## DONNÉES FOURNIES
━━━━
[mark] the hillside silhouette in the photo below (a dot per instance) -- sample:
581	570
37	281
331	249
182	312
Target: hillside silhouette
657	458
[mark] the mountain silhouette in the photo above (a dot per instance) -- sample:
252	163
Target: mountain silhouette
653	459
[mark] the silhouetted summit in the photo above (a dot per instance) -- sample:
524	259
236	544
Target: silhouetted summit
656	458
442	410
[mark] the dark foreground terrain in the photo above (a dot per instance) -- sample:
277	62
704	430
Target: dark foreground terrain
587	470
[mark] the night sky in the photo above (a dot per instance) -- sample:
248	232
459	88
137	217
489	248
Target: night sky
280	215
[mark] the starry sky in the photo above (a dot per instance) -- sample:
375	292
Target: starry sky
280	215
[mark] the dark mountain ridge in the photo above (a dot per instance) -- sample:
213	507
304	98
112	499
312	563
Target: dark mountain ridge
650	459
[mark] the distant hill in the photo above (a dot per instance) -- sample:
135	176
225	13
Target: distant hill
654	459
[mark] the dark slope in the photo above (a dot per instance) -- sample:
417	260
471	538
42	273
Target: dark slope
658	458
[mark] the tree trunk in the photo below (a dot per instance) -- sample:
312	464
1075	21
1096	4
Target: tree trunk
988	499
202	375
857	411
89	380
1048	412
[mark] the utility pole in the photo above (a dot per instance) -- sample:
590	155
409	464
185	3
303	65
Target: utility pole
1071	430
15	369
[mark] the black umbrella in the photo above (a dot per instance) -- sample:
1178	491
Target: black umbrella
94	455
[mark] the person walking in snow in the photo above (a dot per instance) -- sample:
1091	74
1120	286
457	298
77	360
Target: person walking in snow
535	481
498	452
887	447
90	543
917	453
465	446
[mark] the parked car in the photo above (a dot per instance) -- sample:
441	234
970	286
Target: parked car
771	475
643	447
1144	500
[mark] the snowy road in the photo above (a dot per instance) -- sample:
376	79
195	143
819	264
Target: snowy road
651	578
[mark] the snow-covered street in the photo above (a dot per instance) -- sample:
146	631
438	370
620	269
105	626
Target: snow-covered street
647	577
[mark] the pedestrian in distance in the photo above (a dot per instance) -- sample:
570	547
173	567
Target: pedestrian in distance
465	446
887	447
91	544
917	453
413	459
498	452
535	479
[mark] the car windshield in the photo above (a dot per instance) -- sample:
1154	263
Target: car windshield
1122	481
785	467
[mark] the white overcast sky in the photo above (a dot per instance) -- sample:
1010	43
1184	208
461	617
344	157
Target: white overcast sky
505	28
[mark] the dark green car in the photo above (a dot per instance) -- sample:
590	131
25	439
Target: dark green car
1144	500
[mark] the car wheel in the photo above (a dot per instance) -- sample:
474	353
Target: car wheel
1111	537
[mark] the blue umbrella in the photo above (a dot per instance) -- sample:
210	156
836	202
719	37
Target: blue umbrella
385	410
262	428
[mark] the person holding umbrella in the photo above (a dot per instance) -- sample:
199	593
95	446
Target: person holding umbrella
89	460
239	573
━━━━
## EXERCICE ÉCRIT
Recopiez mot pour mot les lignes des enregistrements, en commençant à celle qui contient « [mark] the car wheel » et en continuant jusqu'à la dernière ligne incluse.

## CORRIGÉ ÉCRIT
[mark] the car wheel in the photo above (a dot per instance) -- sample:
474	353
Target: car wheel
1111	537
[mark] the blue umbrella in the photo above (a dot per instance) -- sample:
210	156
836	202
719	37
Target: blue umbrella
385	410
262	428
[mark] the person holding umbrella in the photo above (a dot per instance) -- sample:
199	593
95	446
Target: person holding umbrella
89	460
239	573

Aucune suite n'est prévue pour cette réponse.